▸ **THE TASK**
From the first line to the last, repeat the data exactly but leave out the pictures.

▸ **DATA FOR THIS TASK**
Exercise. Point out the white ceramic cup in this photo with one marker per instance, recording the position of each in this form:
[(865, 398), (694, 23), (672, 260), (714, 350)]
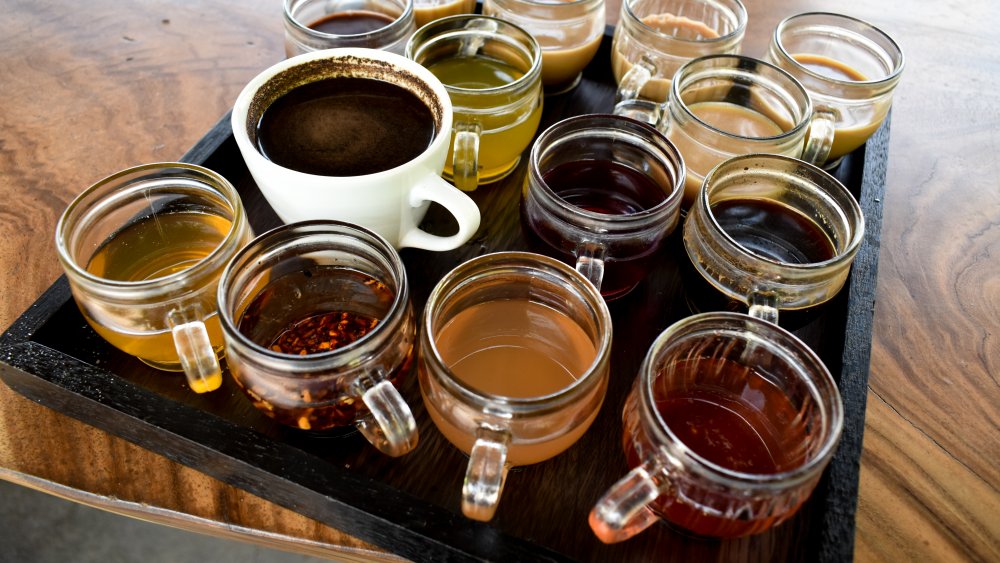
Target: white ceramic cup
[(391, 202)]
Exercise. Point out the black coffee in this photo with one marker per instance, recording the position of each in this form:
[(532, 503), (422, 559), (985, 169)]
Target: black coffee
[(345, 126)]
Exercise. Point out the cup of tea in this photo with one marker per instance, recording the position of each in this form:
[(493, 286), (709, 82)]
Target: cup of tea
[(602, 192), (491, 70), (143, 250), (655, 37), (568, 32), (728, 428), (355, 135), (773, 232), (849, 67), (426, 11), (514, 356), (312, 25), (726, 105), (320, 330)]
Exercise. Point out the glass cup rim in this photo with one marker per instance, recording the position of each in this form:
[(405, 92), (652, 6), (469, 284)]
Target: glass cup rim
[(554, 4), (738, 31), (726, 322), (523, 81), (517, 405), (891, 77), (303, 229), (643, 216), (847, 254), (401, 21), (739, 60), (163, 283)]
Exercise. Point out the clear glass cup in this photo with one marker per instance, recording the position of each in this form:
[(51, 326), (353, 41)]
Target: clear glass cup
[(319, 330), (568, 31), (492, 72), (313, 25), (727, 105), (602, 192), (514, 360), (849, 67), (143, 250), (728, 428), (655, 37), (773, 232)]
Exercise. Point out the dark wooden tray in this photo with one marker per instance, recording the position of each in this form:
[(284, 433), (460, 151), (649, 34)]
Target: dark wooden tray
[(411, 505)]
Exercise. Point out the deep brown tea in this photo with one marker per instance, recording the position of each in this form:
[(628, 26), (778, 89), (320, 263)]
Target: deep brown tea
[(351, 22), (345, 126), (774, 231), (314, 311)]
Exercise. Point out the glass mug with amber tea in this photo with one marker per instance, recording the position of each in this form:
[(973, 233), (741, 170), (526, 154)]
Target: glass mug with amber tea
[(655, 37), (728, 428), (492, 72), (143, 250), (568, 31), (849, 67), (319, 329), (311, 25), (426, 11), (726, 105), (514, 356), (602, 192), (773, 232), (355, 135)]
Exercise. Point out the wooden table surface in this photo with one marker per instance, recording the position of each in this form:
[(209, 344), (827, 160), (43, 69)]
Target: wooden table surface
[(89, 88)]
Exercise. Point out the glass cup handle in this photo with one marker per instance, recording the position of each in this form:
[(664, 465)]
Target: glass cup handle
[(624, 510), (194, 349), (486, 473), (627, 100), (821, 132), (465, 156), (590, 258), (763, 305), (389, 424), (462, 208)]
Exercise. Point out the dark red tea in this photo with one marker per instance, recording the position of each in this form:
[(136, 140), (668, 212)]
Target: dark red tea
[(774, 231), (345, 126), (351, 22), (313, 311), (732, 416), (610, 188)]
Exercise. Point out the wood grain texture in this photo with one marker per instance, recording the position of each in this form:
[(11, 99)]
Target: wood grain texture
[(92, 88)]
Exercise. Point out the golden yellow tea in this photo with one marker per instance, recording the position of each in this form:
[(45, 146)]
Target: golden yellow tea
[(507, 125), (155, 247)]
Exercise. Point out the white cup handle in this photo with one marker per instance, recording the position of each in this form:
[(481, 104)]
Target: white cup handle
[(194, 349), (466, 213)]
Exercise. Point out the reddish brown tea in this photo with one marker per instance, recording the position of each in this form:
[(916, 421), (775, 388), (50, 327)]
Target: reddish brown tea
[(609, 188), (313, 311), (731, 416)]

▸ **RESPONSE TO THE TASK**
Exercise. Point out the white ceramic cup in this photo with one marker per instance, recording the position of each in this form:
[(865, 398), (694, 23), (672, 260), (714, 350)]
Target: white ceramic cup
[(391, 202)]
Exercise. Point out the black coffee in this photo with one marker per instance, recording the position of each in this form:
[(532, 503), (422, 559), (985, 169)]
Target: black coffee
[(345, 126)]
Exercise. Point out the cup of tea in this photo with one marker per instance, recording the position of each in this form:
[(493, 286), (709, 82)]
Target: cup of tea
[(602, 192), (491, 70), (143, 250), (655, 37), (568, 32), (728, 428), (355, 135), (773, 232), (849, 67), (426, 11), (514, 356), (312, 25), (726, 105), (320, 330)]
Exercise. Point out the glass cup rim in this photo with one marker per instance, recording the position of each in this form:
[(405, 92), (652, 6), (469, 284)]
Target: glass cup rim
[(554, 4), (738, 31), (726, 322), (523, 81), (517, 405), (891, 77), (303, 229), (643, 216), (847, 254), (401, 21), (739, 60), (163, 283)]
Exercise. Point out the clear glass cup in this photo with one marker per instance, recording the position of each in this form:
[(51, 326), (353, 41)]
Target: clear glass cup
[(319, 330), (568, 31), (492, 72), (313, 25), (727, 105), (602, 192), (514, 360), (849, 67), (143, 250), (728, 428), (655, 37), (773, 232)]
Exercise. Point out the dark wooden tray in this photo with one marker per instance, recording the position of each in this form:
[(284, 433), (460, 151), (649, 34)]
Target: dark wooden tray
[(411, 505)]
Exercise. Point out the deep brown tea in this photo with one marker per instance, recording the position of each in this form:
[(628, 26), (778, 89), (320, 263)]
Target: deep brown tea
[(351, 22), (345, 126), (774, 231), (314, 311)]
Exercise. Point out the glass mug with amber tea in this photo with one marker per instance, recording the position of each in this form:
[(973, 233), (741, 170), (526, 154)]
Target: glass mug with amber tea
[(655, 37), (728, 428), (492, 72), (143, 250), (568, 31), (849, 67), (319, 329), (311, 25), (426, 11), (726, 105), (514, 356), (602, 192), (773, 232), (355, 135)]
Exercise. Point out the wooden table surface in this photo with one marker per instance, recording the position of each in this form:
[(209, 344), (827, 160), (43, 69)]
Target: wooden table surface
[(89, 88)]
Exercise. Point out the glass cup handle in this photo with one marker per instance, recording the position of each in this form:
[(664, 465)]
Target: glass cup handle
[(624, 510), (194, 349), (486, 473), (627, 100), (821, 132), (465, 156), (590, 258), (763, 305), (389, 424), (462, 208)]
Exercise. Point out the dark red tea in this photo with one marker per instance, recording the position of each in this form:
[(136, 140), (668, 212)]
Target: dark red tea
[(774, 231), (345, 126), (351, 22), (313, 311), (732, 416), (610, 188)]
Exercise. Point out the wood grain texture in this photo with one marker per instance, recording the position of each in this form:
[(11, 99)]
Target: wood grain texture
[(92, 88)]
Exercise. Point out the golden yellow tea in this photo with one marker per instance, recording the position of each in this form:
[(45, 146)]
Target: golden yellow tea
[(507, 125), (155, 247)]
Exercise. Point out the white cup handle in this photo with one marker per instance, recording the position of each in this form:
[(481, 104)]
Target: white cup handle
[(194, 349), (466, 213)]
Exercise. Point out the reddish brown tea in this photo with one marker per instance, recording the position of each in this form:
[(916, 421), (775, 388), (50, 327)]
Target: reddish brown tea
[(609, 188), (313, 311), (731, 416)]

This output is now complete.